Update the data below by substituting "model" for every occurrence of "sample", keeping all other text unchanged. Omit the pictures from your output.

DATA PROVIDED -
____
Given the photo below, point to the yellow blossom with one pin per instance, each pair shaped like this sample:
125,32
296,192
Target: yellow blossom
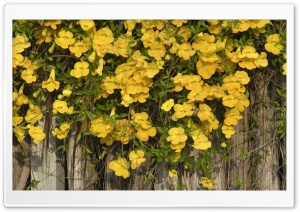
103,36
157,50
60,106
81,69
78,48
33,114
52,23
205,113
139,59
120,167
242,77
201,142
184,32
273,44
17,60
242,102
123,131
177,137
64,39
186,109
206,69
62,131
136,158
223,144
28,76
86,25
228,131
185,51
101,127
149,37
37,134
19,133
179,23
19,98
173,173
51,84
229,100
166,106
232,117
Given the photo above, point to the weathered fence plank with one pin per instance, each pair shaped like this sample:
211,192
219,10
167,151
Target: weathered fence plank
47,164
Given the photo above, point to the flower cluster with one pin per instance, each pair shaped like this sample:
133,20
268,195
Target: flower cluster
62,131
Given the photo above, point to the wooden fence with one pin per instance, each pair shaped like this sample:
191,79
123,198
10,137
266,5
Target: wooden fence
256,160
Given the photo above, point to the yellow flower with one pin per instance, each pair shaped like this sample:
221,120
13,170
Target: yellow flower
229,100
101,127
120,167
206,69
201,142
64,39
167,105
81,69
28,76
136,158
143,134
173,173
19,98
123,131
242,102
63,130
215,92
177,137
103,36
184,32
52,23
86,25
157,50
19,133
44,35
33,114
228,131
123,44
51,84
207,183
150,71
232,117
215,27
231,84
139,59
78,48
273,44
149,37
242,77
92,57
20,43
241,26
167,36
179,23
37,134
223,144
129,25
186,109
185,51
284,69
60,106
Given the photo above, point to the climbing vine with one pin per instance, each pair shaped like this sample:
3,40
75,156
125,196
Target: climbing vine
158,88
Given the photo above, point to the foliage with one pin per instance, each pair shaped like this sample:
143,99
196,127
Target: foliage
158,87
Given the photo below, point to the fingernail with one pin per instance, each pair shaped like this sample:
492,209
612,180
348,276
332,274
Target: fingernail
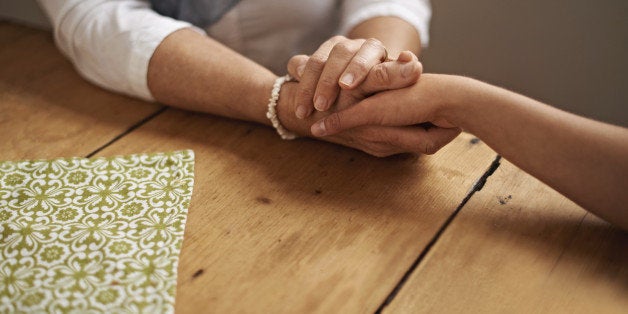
____
EXERCISE SOLUTION -
Given the photo below, point to the yellow blossom with one pin per instance, each pair shaped like this model:
125,32
296,192
Target: yellow blossom
103,36
157,50
60,106
81,69
78,48
33,114
52,23
205,113
139,59
120,167
242,77
201,142
184,32
273,44
17,60
242,102
123,131
177,137
64,39
186,109
206,69
62,131
136,158
223,144
28,76
86,25
228,131
185,51
101,127
149,37
37,134
19,133
179,23
19,98
173,173
51,84
229,100
166,106
232,117
Given the photo above, point to the weathered fence plank with one pin per instance, each pair shaped like this model:
211,192
219,10
167,151
Target: weathered fence plank
47,164
Given the photo above, point to the flower cluster with one pin per instance, each pair shaped like this model:
133,20
268,195
Target: flower cluster
62,131
Given the photo above, point to the wooden fence with one pin per instance, each pair shaped like this model:
191,79
123,198
10,137
266,5
Target: wooden fence
256,160
Given the photo above, point to the yellow flower with one pin per instance, each pair shaped like this model:
221,120
13,170
Target: yellow flower
229,100
101,127
120,167
206,69
201,142
64,39
167,105
81,69
28,76
136,158
143,134
173,173
19,98
123,131
242,102
63,130
215,92
177,137
103,36
184,32
52,23
86,25
157,50
19,133
44,35
33,114
228,131
123,44
51,84
207,183
150,71
232,117
215,27
231,84
139,59
78,48
273,44
149,37
242,77
92,57
20,43
241,26
167,36
179,23
37,134
223,144
129,25
186,109
185,51
284,69
60,106
Given the photo above, point to the climbing vine with one pin per instance, each pair shaped like this model:
3,40
75,156
125,196
Target: climbing vine
158,88
Given the photo above, point to the foliage with one pin per instance, each pair shaped like this model:
143,99
196,127
Target: foliage
158,87
Given the photo below, point to the fingernail with one pin per instance, each pair shaped like this model:
492,209
612,180
348,276
332,274
Target: fingernail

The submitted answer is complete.